Numéro 4 - Avril 2021

Bulletin des arrêts des chambres civiles

Bulletin des arrêts des chambres civiles

Numéro 4 - Avril 2021

SECURITE SOCIALE, ASSURANCES SOCIALES

2e Civ., 8 avril 2021, n° 19-24.135, (P)

Rejet

Vieillesse – Pension – Information des assurés – Relevé de situation individuelle – Destinataires – Détermination – Portée

Selon l'article L. 161-17, alinéa 2, du code de la sécurité sociale, dans sa rédaction applicable à la date du litige, les caisses et services gestionnaires de l'assurance vieillesse sont tenus d'adresser à leurs ressortissants, au plus tard à un âge fixé à cinquante-neuf ans par l'article R. 161-10 du même code, un relevé de leur compte mentionnant notamment les durées d'assurance ou d'activité prises en compte pour la détermination de leurs droits à pension de retraite.

◆ ◆ ◆ ◆

**Consignes**.
- 1) Énumérez les termes que le texte présenté sépare par des tirets dans la ligne qui commence par « Vieillesse ».
- 2) Extrayez du texte présenté le passage qui débute par « Selon l'article L. 161-17, alinéa » et s'achève par « pension de retraite. ».

◆ ◆ ◆ ◆

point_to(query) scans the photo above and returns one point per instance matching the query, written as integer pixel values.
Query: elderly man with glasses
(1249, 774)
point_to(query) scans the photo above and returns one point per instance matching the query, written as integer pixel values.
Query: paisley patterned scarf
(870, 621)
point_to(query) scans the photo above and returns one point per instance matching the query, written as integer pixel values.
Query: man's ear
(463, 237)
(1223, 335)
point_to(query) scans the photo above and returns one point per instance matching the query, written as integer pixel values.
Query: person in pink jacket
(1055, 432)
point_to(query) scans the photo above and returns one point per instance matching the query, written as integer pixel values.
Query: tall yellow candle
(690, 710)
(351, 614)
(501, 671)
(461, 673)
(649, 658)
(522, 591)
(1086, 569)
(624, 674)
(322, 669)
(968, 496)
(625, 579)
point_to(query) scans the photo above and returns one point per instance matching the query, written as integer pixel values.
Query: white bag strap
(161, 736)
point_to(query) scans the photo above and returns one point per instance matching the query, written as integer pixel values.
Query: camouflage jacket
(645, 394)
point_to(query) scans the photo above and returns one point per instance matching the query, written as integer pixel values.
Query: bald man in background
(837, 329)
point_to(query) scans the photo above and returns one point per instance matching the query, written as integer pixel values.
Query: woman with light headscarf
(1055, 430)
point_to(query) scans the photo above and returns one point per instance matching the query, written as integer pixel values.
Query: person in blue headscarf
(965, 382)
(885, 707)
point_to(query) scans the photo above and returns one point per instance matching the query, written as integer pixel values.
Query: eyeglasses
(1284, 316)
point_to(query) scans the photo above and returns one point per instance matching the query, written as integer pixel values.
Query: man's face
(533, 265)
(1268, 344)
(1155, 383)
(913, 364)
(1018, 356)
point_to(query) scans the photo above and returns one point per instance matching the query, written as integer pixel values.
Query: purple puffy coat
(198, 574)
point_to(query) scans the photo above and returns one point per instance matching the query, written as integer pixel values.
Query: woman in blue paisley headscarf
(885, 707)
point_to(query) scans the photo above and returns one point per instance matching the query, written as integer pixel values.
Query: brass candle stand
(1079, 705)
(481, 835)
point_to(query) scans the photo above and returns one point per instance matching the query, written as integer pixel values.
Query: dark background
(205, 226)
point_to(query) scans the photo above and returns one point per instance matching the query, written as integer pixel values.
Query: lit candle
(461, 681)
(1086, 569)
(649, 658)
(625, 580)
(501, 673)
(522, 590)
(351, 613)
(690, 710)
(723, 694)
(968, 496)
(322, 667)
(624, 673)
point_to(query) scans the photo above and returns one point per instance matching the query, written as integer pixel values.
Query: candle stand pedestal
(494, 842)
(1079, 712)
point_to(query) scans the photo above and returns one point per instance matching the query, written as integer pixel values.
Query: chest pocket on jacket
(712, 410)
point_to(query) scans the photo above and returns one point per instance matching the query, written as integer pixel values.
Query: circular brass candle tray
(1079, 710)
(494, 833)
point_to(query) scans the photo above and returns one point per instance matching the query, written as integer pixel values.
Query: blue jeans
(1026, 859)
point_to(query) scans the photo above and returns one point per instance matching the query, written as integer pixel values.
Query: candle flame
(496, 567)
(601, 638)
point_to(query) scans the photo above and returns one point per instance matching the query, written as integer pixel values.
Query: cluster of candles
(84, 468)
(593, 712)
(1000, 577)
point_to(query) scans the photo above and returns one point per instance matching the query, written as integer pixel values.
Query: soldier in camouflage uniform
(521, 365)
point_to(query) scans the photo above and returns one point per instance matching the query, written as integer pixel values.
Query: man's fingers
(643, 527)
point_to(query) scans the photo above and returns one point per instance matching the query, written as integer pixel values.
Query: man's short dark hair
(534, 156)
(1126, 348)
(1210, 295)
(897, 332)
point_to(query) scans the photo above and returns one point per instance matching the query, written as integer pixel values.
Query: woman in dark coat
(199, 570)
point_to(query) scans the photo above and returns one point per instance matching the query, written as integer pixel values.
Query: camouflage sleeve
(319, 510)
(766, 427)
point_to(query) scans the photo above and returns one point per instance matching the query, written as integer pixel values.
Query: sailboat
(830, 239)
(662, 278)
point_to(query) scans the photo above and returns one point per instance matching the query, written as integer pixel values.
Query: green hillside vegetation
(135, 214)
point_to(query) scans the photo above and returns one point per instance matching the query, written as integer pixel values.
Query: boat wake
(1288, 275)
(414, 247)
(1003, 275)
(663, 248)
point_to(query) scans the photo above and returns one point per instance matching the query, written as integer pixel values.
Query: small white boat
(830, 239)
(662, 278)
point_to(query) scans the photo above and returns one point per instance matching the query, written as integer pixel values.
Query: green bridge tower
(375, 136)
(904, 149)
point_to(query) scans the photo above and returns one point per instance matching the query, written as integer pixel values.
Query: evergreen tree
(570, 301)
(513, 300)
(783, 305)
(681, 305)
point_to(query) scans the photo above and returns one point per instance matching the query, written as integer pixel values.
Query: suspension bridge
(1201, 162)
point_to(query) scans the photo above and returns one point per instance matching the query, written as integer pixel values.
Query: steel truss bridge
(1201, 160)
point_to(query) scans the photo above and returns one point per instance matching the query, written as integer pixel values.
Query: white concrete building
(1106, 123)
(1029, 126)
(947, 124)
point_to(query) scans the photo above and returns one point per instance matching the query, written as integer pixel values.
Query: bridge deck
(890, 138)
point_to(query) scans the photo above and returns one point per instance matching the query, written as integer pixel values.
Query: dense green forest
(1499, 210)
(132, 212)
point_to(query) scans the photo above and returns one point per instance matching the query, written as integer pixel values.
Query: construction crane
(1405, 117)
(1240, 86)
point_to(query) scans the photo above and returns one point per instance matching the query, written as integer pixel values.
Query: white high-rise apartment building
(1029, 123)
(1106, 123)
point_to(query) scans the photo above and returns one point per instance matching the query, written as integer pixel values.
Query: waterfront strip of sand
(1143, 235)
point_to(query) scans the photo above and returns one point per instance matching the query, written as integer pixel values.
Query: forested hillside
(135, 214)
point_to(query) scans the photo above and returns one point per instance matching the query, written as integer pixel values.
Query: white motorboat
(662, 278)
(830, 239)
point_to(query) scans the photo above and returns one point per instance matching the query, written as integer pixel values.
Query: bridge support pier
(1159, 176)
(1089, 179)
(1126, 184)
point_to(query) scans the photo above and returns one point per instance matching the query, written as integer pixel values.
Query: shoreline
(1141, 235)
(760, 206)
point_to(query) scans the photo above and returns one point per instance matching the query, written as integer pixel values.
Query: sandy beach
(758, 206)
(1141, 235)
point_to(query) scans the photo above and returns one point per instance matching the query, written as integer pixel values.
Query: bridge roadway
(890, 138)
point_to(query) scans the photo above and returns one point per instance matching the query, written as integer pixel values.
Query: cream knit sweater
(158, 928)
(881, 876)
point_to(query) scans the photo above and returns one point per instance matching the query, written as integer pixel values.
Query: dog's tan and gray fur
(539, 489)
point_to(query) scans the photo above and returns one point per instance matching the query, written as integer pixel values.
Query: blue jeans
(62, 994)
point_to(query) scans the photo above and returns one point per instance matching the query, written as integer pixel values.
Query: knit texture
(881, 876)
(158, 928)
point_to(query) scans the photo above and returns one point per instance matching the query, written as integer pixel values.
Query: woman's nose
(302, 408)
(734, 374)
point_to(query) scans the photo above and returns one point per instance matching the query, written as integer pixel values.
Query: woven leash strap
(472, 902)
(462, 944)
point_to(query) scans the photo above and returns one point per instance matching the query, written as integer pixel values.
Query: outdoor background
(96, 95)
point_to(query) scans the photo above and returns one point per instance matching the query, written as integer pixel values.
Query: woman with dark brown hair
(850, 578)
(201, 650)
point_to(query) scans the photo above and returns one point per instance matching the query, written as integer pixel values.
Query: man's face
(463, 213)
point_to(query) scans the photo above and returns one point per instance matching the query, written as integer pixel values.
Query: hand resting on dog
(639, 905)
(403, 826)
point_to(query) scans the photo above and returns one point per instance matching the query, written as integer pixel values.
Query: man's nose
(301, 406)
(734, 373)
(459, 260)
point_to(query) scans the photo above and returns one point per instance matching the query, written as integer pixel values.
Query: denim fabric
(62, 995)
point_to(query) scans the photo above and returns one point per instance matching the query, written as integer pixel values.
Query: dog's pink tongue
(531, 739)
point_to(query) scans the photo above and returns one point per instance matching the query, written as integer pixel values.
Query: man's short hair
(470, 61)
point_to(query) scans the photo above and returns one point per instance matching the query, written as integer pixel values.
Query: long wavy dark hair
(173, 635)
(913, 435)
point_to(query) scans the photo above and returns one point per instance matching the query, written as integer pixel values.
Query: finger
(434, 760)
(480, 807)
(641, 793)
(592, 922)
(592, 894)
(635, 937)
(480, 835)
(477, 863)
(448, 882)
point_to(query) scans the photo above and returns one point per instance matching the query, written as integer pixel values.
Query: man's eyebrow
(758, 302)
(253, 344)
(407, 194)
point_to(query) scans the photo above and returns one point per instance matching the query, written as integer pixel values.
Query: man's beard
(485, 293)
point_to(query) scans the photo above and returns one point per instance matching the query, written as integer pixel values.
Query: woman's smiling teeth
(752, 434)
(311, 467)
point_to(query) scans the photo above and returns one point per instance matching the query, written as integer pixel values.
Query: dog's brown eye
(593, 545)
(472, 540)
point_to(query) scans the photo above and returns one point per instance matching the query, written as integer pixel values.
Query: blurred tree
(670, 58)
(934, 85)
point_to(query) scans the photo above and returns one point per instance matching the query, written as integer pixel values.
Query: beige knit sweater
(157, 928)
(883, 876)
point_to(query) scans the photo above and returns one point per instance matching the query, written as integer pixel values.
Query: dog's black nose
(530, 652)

◆ ◆ ◆ ◆

**Réponses**.
- 1) Vieillesse, Pension, Information des assurés, Relevé de situation individuelle, Destinataires, Détermination, Portée

- 2)
Selon l'article L. 161-17, alinéa 2, du code de la sécurité sociale, dans sa rédaction applicable à la date du litige, les caisses et services gestionnaires de l'assurance vieillesse sont tenus d'adresser à leurs ressortissants, au plus tard à un âge fixé à cinquante-neuf ans par l'article R. 161-10 du même code, un relevé de leur compte mentionnant notamment les durées d'assurance ou d'activité prises en compte pour la détermination de leurs droits à pension de retraite.